* [Your assignment] Start at the line in the entries below that contains "x=524 y=617", stop at the line that contains "x=1403 y=259", and output exactly the lines in that span, both ends included.

* [Data for this task]
━━━━━━━━━━

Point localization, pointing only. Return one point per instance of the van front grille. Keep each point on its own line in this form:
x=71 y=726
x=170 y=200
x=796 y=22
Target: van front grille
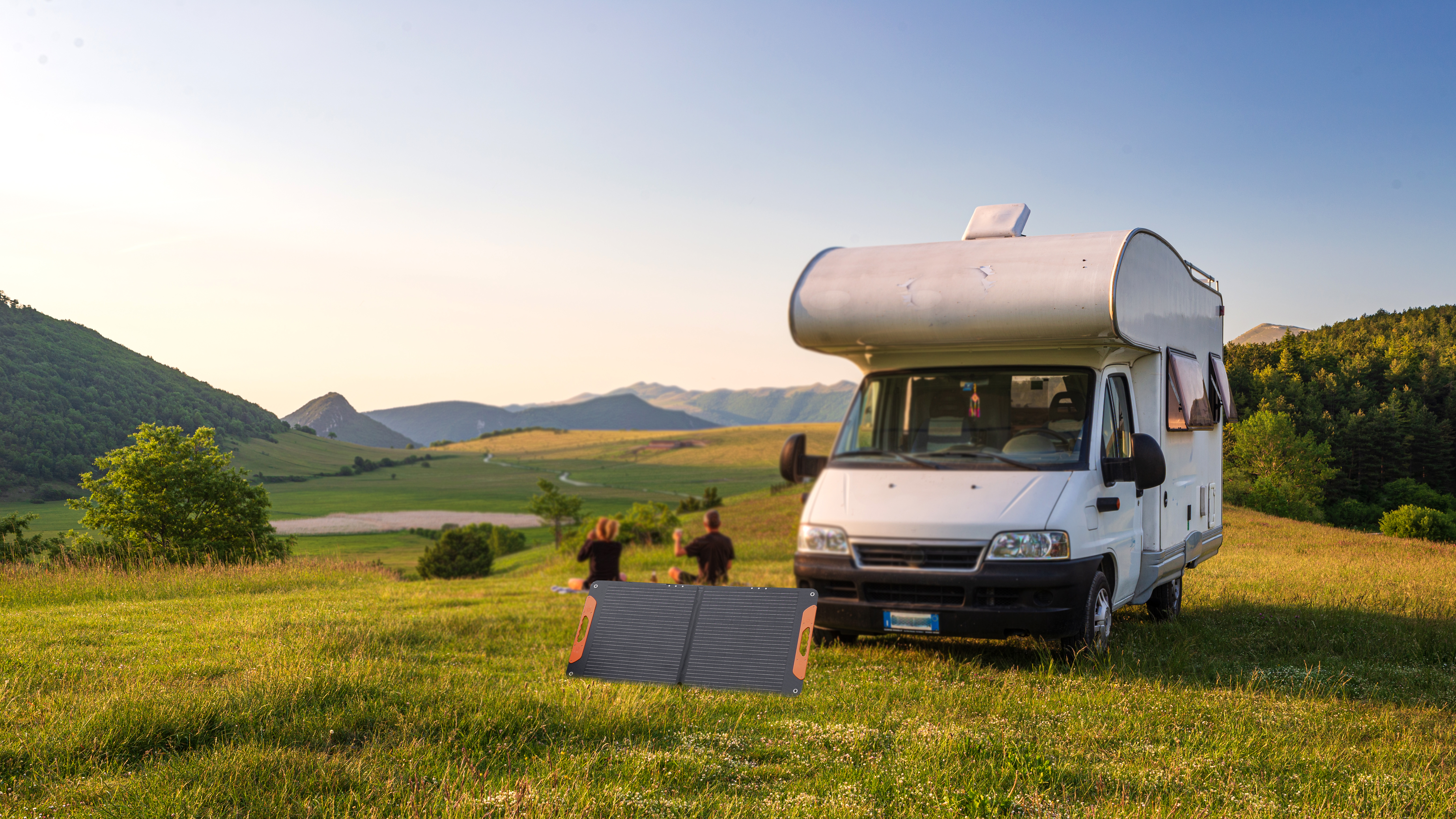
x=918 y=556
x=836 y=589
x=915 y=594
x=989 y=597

━━━━━━━━━━

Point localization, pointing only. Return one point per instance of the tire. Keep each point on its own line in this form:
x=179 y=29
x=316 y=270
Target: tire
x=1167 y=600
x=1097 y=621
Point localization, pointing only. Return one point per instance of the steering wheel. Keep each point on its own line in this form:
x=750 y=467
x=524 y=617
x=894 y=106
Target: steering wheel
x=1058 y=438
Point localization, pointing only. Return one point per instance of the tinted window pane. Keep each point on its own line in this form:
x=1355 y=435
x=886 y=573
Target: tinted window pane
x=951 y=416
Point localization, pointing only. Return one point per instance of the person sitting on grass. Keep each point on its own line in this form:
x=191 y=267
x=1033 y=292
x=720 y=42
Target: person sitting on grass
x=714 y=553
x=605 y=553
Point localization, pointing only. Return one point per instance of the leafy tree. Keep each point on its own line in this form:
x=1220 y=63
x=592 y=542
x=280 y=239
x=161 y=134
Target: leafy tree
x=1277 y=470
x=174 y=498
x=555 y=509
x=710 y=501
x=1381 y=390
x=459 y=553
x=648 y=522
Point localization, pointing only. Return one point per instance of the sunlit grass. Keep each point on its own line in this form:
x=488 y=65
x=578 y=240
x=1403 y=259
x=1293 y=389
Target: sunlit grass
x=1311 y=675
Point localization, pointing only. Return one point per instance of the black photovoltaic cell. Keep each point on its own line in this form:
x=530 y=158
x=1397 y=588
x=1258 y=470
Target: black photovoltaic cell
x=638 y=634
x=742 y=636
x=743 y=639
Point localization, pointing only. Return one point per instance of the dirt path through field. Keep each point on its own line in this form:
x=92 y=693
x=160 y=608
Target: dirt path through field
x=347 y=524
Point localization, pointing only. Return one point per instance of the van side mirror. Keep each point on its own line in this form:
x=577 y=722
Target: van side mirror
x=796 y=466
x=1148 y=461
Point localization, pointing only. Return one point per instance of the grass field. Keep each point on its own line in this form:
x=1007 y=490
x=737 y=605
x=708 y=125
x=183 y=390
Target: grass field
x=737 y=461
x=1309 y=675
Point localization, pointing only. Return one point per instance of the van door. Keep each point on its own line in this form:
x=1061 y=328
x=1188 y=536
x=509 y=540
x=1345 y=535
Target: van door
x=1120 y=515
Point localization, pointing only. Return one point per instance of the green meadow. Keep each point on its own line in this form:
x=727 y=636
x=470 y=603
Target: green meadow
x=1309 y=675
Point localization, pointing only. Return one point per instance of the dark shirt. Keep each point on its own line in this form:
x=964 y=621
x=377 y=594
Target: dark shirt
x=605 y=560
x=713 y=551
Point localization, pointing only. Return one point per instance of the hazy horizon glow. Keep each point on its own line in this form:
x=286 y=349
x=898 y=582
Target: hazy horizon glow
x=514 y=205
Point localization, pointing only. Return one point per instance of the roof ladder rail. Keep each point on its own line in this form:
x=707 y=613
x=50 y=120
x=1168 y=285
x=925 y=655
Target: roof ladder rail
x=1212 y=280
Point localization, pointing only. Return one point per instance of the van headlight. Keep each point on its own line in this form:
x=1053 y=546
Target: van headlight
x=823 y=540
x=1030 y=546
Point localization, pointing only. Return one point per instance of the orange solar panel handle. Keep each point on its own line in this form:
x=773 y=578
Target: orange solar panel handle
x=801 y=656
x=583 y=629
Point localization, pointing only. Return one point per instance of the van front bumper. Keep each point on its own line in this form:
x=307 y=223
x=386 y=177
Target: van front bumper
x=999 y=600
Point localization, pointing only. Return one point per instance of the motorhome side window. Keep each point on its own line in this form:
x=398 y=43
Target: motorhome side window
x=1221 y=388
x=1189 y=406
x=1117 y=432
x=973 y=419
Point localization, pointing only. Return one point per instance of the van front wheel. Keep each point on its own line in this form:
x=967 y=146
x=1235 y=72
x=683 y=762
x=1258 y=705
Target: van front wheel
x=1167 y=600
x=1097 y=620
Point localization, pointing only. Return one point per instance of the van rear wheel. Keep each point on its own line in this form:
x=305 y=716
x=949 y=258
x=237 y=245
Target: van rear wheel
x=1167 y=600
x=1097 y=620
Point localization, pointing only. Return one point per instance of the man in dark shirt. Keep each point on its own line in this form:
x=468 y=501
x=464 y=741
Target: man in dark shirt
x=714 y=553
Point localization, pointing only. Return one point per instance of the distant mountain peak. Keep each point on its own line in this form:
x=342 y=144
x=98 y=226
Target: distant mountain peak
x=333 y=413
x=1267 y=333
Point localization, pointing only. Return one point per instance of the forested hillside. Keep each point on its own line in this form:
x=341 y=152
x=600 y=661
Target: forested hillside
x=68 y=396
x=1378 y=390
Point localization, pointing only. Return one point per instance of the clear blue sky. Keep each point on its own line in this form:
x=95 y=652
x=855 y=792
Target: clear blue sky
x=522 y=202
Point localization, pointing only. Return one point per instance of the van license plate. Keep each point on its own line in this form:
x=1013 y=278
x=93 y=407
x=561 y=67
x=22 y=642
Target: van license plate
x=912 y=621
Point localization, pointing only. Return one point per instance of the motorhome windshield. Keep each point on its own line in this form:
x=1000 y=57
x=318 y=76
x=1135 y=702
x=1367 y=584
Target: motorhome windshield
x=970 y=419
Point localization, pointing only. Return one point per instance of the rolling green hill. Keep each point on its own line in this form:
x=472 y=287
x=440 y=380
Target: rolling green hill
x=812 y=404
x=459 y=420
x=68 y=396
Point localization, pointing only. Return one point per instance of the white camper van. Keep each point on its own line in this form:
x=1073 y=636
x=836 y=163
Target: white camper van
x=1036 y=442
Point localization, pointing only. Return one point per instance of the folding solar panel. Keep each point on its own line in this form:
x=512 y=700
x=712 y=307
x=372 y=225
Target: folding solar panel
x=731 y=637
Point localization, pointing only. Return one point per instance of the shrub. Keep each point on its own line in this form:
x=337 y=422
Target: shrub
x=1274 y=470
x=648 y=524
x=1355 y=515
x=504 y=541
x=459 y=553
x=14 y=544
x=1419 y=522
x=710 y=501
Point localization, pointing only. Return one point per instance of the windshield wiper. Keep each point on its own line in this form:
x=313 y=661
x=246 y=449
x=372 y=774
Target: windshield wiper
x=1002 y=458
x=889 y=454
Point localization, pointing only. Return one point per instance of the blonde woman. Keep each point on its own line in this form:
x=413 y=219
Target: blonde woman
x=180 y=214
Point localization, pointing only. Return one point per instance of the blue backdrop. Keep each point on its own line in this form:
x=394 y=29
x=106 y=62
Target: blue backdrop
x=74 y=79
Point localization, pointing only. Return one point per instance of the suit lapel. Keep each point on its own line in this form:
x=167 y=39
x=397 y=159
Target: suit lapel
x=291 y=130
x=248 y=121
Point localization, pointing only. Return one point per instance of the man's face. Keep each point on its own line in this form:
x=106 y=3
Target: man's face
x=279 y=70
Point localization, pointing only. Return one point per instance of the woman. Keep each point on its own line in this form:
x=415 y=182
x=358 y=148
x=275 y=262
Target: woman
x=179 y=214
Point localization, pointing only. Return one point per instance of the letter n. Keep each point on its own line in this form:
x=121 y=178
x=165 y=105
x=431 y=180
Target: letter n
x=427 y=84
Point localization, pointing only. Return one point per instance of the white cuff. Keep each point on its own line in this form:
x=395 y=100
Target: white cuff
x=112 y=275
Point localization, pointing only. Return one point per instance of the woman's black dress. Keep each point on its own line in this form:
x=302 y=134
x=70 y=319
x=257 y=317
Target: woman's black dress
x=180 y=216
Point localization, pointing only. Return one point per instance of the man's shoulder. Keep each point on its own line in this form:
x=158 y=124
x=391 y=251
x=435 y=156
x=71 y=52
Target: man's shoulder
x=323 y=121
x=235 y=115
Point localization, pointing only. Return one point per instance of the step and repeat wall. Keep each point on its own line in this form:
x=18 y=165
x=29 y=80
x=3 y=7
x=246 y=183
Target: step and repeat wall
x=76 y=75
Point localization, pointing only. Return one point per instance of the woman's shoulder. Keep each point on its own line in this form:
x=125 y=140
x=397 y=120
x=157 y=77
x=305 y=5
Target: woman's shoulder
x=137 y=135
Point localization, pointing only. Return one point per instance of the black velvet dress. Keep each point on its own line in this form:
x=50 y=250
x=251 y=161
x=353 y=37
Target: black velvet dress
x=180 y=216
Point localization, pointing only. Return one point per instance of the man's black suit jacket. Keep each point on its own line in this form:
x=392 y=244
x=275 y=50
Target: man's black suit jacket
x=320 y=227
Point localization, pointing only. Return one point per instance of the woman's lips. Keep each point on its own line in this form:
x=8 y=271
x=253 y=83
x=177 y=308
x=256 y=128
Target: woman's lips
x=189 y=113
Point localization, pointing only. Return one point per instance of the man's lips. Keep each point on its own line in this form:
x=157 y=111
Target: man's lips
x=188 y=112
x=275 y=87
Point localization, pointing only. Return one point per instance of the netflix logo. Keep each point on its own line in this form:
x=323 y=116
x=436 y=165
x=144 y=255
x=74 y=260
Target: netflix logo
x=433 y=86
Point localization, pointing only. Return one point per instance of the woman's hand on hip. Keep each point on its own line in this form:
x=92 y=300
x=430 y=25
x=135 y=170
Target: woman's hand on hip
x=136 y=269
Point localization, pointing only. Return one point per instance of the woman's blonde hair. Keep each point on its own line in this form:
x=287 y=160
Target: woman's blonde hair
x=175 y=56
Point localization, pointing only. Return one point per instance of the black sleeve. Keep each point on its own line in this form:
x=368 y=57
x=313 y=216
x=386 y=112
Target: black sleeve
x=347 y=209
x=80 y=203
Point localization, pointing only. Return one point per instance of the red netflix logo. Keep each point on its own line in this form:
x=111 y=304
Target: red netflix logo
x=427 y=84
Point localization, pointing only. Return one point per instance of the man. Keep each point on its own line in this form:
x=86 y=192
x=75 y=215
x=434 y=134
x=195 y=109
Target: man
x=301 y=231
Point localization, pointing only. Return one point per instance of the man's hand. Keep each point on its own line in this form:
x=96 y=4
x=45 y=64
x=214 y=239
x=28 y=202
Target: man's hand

━━━━━━━━━━

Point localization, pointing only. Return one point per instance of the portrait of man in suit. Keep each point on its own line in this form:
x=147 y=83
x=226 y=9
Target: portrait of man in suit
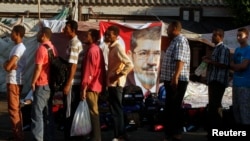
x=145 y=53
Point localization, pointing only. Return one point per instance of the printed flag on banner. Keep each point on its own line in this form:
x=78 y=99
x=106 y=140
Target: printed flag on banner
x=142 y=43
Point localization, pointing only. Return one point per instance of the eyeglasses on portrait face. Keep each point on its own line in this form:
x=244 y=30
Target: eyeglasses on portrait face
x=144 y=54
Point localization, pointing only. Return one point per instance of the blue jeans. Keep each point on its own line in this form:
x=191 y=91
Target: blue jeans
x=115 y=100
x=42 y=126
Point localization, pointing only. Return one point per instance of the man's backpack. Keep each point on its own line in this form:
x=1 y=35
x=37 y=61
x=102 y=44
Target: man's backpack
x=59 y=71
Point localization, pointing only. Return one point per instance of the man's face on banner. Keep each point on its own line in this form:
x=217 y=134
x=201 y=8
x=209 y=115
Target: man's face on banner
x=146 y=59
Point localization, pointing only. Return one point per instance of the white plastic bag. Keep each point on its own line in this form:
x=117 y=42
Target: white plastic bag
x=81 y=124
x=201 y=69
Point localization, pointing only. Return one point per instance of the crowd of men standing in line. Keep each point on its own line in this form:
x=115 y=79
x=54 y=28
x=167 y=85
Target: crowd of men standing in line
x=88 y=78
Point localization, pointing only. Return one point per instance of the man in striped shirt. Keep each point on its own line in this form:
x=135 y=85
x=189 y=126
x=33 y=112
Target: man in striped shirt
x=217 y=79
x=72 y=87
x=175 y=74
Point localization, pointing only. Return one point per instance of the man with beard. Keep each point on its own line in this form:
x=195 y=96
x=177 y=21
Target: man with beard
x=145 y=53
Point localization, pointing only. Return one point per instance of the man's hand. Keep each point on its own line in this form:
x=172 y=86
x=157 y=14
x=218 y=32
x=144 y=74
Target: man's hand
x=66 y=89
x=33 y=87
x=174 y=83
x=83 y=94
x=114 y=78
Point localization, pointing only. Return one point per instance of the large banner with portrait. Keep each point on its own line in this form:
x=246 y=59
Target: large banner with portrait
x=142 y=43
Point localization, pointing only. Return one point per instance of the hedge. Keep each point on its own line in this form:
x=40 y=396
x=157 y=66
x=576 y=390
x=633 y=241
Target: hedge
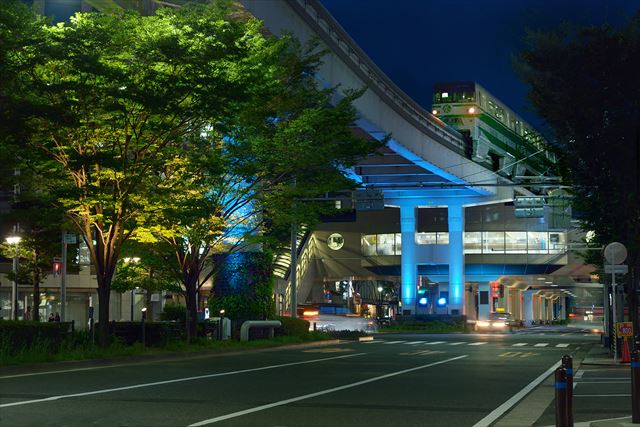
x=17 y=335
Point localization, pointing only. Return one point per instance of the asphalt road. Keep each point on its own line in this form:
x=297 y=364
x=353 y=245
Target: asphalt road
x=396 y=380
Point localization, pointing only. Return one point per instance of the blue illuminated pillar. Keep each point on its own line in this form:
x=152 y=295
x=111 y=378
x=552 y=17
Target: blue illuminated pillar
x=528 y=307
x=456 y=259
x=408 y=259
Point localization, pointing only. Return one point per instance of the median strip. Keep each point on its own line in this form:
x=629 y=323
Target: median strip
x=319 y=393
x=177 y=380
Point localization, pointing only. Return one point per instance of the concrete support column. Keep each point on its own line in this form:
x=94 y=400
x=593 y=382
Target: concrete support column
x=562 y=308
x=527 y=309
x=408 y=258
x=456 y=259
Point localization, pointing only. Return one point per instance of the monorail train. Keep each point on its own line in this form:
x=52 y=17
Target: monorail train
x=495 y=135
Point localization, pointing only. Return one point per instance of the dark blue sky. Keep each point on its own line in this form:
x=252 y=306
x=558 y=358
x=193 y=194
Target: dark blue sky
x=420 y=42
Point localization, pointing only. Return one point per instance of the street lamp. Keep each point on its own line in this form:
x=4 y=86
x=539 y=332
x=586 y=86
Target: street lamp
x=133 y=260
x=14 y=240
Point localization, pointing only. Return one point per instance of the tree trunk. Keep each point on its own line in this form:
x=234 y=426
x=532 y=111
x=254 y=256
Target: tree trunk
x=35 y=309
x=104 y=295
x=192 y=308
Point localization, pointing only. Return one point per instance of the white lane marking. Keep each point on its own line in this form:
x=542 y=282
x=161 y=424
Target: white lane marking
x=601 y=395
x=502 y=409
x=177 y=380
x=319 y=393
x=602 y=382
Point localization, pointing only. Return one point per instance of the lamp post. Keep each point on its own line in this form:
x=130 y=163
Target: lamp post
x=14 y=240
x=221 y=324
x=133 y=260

━━━━━━━━━━

* [Response area]
x=524 y=617
x=894 y=106
Target: steering wheel
x=1058 y=438
Point localization, pointing only. Return one point per instance of the tinted window pane. Keep each point on its own line in this form:
x=1355 y=435
x=886 y=573
Target: tinted window pane
x=951 y=416
Point localization, pointing only. Return one point per instance of the person sitting on grass. Keep each point on its own line in this form:
x=191 y=267
x=1033 y=292
x=720 y=42
Target: person sitting on grass
x=714 y=553
x=605 y=553
Point localization, pointing only. Return one point per instance of the leafy tree. Keep each point on its own line in this form:
x=1220 y=63
x=592 y=542
x=280 y=239
x=161 y=134
Target: leafy tree
x=1277 y=470
x=174 y=498
x=555 y=509
x=710 y=501
x=1381 y=390
x=459 y=553
x=648 y=522
Point localization, pointing only. Return one point per instance of the sunlit grass. Keep each point on its own line in this form:
x=488 y=65
x=578 y=240
x=1403 y=259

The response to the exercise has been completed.